* [Supplied passage]
*-*-*
Selected run_turnrd_modal.py flags (full list: scripts/run_turnrd_modal.py --help):

Flag	Default	Notes
`--rounds`	`5`	numOfRound
`--episodes-per-round`	`40`
`--turnrd-epochs`	`3`	Standalone TurnRD epochs between rounds
`--env-name`	`webshop`	`webshop` or `alfworld` (routes to `train_loop_<env>`)
`--seed`	none	Drives `task_id_offset = seed * rounds * episodes_per_round`
`--carry-policy-across-rounds`	off	Required for TurnRDV2. Round 0 loads SFT; round N≥1 loads previous round's saved adapter.
`--adapter-dir`	`/vol/checkpoints`	Where per-round adapters land
`--eval-episodes`	`50`	0 to skip the held-out pass
`--eval-task-id-base`	`6500`	Disjoint from training slice; ≤6910 for WebShop
`--dry-run`	off	Print the per-round commands only

SFTOnly — single Modal call (no RL)

# WebShop
modal run infra/app_train_loop.py::train_loop_webshop \
  --config /workspace/configs/SFTOnly.json \
  --n-episodes 0 --k 4 --max-turns 6 \
  --task-id-offset $(( 11 * 5 * 40 )) \
  --run-name SFTOnly_seed11 --round-idx 0 \
  --sft-adapter /vol/checkpoints/sft_v3_20260504_154752 \
  --eval-episodes 50 --eval-task-id-base 6500 --gpu-mem-util 0.30

# ALFWorld (max_turns=30, gpu_mem_util=0.30; uses train_loop_alfworld)
modal run infra/app_train_loop.py::train_loop_alfworld \
  --config /workspace/configs/SFTOnly_alfworld.json \
  --n-episodes 0 --k 4 --max-turns 30 \
  --task-id-offset 0 \
  --run-name SFTOnly_alfworld_seed11_round00 --round-idx 0 \
  --sft-adapter /vol/checkpoints/sft_alfworld_v1_<ts> \
  --eval-episodes 50 --eval-task-id-base 6500 --gpu-mem-util 0.30

total_episodes=0 (in SFTOnly.json) makes the train loop skip the RL body and go straight to the held-out eval pass.
*-*-*
* [Data for review]
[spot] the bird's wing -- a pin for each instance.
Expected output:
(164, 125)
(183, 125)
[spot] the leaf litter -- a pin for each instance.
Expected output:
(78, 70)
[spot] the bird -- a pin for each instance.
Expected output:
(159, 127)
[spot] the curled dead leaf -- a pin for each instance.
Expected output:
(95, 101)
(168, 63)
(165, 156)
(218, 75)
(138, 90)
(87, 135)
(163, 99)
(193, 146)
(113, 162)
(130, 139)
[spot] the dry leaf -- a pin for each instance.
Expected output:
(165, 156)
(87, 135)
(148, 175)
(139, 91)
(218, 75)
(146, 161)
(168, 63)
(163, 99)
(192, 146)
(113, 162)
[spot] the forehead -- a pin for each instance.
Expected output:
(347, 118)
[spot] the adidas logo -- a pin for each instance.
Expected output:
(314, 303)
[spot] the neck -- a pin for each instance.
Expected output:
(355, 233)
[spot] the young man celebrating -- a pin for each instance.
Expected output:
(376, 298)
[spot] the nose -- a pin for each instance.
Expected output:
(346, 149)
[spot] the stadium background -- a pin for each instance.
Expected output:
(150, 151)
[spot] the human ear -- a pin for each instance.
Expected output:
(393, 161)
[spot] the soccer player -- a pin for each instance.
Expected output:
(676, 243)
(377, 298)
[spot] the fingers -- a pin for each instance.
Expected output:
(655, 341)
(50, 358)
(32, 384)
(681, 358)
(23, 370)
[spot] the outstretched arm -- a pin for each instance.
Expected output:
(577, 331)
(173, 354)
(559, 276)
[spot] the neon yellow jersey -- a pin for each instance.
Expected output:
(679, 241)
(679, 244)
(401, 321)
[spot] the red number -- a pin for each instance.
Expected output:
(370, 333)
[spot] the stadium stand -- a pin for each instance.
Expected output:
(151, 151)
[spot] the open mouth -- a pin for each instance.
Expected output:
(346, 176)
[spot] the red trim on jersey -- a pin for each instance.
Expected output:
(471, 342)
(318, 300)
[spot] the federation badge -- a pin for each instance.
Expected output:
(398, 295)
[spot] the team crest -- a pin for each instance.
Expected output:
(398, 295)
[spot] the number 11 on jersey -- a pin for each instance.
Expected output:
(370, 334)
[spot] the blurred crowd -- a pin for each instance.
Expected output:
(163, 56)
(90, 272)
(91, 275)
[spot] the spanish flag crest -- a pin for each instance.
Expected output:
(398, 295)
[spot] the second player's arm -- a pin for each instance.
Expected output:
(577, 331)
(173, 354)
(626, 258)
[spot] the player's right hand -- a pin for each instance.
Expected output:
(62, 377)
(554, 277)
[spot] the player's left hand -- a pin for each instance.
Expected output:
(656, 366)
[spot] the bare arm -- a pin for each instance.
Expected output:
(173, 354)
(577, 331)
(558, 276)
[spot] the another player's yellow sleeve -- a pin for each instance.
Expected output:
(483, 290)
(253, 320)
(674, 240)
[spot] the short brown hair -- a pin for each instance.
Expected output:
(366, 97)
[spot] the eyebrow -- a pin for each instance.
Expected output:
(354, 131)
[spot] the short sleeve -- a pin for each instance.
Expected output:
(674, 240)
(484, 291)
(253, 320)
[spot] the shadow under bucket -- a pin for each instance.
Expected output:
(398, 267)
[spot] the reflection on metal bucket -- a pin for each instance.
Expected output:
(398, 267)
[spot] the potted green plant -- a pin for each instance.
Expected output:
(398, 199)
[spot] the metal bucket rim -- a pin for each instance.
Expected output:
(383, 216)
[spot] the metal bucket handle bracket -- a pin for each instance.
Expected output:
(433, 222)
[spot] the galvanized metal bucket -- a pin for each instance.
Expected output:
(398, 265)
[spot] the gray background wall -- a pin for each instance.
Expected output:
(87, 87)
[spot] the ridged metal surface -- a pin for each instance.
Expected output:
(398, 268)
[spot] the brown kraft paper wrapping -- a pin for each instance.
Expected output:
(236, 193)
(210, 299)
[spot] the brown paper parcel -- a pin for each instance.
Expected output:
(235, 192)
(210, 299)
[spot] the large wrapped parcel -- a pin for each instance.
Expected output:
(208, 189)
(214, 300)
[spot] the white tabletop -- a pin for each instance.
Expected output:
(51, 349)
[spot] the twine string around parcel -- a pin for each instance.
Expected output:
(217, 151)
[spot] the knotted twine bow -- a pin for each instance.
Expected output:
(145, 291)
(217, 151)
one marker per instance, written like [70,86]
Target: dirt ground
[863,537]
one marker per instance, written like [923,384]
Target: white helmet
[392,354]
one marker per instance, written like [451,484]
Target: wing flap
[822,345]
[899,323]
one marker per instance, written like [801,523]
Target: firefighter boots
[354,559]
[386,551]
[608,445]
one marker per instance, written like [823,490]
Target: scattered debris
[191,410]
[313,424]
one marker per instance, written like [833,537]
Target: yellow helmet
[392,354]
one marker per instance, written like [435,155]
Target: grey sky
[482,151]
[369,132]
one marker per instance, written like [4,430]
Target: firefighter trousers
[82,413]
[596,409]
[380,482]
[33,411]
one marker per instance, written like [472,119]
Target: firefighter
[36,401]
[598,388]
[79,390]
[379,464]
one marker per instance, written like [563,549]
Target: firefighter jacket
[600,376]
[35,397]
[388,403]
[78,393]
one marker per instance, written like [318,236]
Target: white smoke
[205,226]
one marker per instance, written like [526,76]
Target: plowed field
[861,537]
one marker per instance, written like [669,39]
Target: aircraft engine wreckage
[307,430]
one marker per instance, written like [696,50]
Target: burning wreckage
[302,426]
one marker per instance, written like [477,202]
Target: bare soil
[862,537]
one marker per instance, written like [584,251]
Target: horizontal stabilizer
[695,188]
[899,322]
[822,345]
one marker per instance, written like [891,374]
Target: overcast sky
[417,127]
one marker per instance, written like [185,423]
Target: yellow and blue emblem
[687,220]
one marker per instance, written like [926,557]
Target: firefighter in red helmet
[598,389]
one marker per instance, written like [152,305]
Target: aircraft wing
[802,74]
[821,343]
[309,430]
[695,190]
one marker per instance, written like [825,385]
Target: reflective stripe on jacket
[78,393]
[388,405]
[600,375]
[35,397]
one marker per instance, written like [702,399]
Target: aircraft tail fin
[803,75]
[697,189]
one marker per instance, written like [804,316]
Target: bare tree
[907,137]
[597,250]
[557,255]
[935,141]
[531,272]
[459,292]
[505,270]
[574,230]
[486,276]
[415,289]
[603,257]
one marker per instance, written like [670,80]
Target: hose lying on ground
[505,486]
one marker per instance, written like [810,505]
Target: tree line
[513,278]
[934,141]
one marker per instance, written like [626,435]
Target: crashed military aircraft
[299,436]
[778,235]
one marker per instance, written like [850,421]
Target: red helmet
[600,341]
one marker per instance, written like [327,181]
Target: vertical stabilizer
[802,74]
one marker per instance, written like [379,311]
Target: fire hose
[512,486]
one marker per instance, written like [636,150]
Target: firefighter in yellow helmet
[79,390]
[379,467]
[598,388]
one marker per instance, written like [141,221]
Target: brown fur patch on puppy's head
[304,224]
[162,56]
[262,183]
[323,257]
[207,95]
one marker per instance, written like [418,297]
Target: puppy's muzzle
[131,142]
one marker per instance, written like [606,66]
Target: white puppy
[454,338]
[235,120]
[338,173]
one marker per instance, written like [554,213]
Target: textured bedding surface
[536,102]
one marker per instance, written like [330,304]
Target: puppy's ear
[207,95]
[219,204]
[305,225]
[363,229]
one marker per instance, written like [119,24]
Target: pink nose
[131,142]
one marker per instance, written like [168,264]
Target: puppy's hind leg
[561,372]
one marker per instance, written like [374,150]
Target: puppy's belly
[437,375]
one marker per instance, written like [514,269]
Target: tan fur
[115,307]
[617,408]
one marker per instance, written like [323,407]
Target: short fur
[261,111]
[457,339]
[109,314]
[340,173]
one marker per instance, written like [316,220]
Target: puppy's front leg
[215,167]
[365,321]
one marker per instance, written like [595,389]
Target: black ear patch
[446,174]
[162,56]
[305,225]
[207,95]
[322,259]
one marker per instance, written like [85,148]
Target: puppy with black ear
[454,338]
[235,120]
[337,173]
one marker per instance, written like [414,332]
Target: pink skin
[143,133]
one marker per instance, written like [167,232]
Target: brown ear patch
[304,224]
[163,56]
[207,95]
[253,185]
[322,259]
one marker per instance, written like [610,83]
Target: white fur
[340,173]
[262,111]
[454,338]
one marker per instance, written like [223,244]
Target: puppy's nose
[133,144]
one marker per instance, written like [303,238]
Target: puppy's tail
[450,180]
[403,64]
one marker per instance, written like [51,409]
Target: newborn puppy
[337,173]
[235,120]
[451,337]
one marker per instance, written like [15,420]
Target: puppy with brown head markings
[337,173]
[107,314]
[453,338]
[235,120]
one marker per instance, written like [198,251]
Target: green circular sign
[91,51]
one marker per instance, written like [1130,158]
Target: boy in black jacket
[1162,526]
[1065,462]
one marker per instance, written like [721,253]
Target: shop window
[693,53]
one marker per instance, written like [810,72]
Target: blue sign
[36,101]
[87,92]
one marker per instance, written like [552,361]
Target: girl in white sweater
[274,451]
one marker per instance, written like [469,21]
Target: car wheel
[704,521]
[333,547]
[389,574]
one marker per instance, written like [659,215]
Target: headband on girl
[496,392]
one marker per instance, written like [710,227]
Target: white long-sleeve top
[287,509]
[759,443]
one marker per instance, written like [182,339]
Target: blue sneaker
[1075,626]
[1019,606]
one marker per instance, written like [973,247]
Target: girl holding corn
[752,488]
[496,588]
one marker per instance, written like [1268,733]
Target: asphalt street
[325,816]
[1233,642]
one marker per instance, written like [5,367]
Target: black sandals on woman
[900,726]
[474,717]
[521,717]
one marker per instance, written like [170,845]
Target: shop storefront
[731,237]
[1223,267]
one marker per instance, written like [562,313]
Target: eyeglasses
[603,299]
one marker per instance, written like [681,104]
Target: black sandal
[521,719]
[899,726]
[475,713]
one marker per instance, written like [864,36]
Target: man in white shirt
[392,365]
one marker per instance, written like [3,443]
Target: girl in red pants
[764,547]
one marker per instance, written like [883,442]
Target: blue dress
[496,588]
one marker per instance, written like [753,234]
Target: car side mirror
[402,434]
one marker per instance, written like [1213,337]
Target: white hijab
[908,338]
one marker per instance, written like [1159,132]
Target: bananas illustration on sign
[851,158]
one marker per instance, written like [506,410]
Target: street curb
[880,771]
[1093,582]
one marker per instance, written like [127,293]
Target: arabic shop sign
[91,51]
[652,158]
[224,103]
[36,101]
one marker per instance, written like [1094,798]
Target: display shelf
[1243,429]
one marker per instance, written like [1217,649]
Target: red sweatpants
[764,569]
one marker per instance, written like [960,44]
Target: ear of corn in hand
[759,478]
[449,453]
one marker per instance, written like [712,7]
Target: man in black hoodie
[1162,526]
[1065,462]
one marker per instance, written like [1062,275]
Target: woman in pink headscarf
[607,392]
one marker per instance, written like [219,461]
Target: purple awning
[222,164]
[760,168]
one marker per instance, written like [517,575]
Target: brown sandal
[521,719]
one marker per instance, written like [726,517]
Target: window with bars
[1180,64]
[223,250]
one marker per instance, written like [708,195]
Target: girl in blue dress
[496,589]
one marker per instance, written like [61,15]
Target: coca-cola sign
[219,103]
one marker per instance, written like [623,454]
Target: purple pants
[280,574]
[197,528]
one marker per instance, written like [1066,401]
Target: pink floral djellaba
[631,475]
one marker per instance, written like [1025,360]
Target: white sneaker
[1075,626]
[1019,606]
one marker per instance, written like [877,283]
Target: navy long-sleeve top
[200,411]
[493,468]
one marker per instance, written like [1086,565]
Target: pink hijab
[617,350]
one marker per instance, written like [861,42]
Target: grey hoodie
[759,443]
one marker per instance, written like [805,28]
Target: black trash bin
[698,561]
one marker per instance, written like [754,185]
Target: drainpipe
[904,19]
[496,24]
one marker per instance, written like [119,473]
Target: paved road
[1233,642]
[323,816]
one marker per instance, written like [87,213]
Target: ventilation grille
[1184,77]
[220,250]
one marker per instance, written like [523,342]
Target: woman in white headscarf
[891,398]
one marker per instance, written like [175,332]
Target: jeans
*-*-*
* [What to do]
[1] In the training-script notes, change "held-out eval pass" to "validation pass" in the part starting at "# ALFWorld (max_turns=30, gpu_mem_util=0.30;" and ending at "held-out eval pass.".
[2] Translate this sentence from the training-script notes into Spanish: "total_episodes=0 (in SFTOnly.json) makes the train loop skip the RL body and go straight to the held-out eval pass."

* [Answers to the tasks]
[1]
# ALFWorld (max_turns=30, gpu_mem_util=0.30; uses train_loop_alfworld)
modal run infra/app_train_loop.py::train_loop_alfworld \
  --config /workspace/configs/SFTOnly_alfworld.json \
  --n-episodes 0 --k 4 --max-turns 30 \
  --task-id-offset 0 \
  --run-name SFTOnly_alfworld_seed11_round00 --round-idx 0 \
  --sft-adapter /vol/checkpoints/sft_alfworld_v1_<ts> \
  --eval-episodes 50 --eval-task-id-base 6500 --gpu-mem-util 0.30

total_episodes=0 (in SFTOnly.json) makes the train loop skip the RL body and go straight to the validation pass.

[2] total_episodes=0 (en SFTOnly.json) hace que el bucle de entrenamiento omita el cuerpo de RL y pase directamente a la fase de evaluación con datos reservados.